DOCUMENT TEXT |
====

Denver is home to the movement, spearheaded in 1983 by Americans Disabled for Accessible Public Transit, that pushed for wheelchair lifts on buses and other improvements so that public transportation would be available for people with disabilities. In 1990, lifts were required as part of the Americans with Disabilities Act. In recognition to the ADAPT movement, transportation plans are in the works to make the Democratic National Convention in Denver the most handicapped-accessible convention ever held.David Kennedy, disability rights coordinator for the Denver 2008 Convention Host Committee, said he is finalizing his plans to transport delegates with disabilities to and from hotels and activities during the Democratic convention, Aug. 25-28. “Denver is the home of the movement championing the rights of the disabled, so we are setting high standards.”
Kennedy, who is also disabled, has been a long-time disability activist with more than 20 years of experience in project management for exhibitions, events, and building design projects, such as directing the ADA compliances for the new extension of The Denver Art Museum.
“First, we will find out in advance what special needs, such as mobility problems or hearing impairments, must be met,” Kennedy explained. “Then, we will design extensive day-to-day transportation plans to get those delegates with disabilities from the airport to hotels and to downtown for specific events, and then to the convention at the Pepsi Center.”
Joe Beaver, chair of the initiative Dems with Disabilities, a political arm of the Colorado Democratic Party, said he welcomed the efforts to accommodate delegates with disabilities.
“At the 2000 Democratic Convention in Los Angeles, our Colorado delegates in wheelchairs were often the last people placed on buses to the convention center and sometimes they had to wait a long time because there was no room for them on the first departing buses,” Beaver said.
“That will be totally unacceptable in Denver,” Kennedy said, reacting to Beaver’s story. “LA and Boston couldn’t handle a sufficient flow of vehicles to their convention centers, but that won’t happen in Denver,” Kennedy insisted.

====

GIVEN INFORMATION |
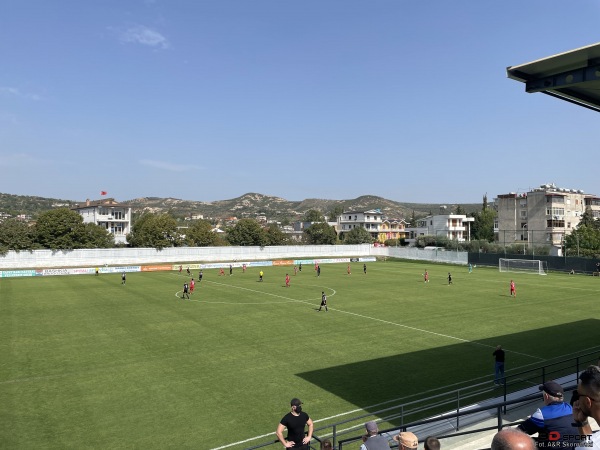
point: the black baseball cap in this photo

====

WHAT YOU ARE ASKED TO DO |
In the article on disability access at the Denver convention, which venue is named as the site of the convention?

COMPLETED TASK |
The Pepsi Center.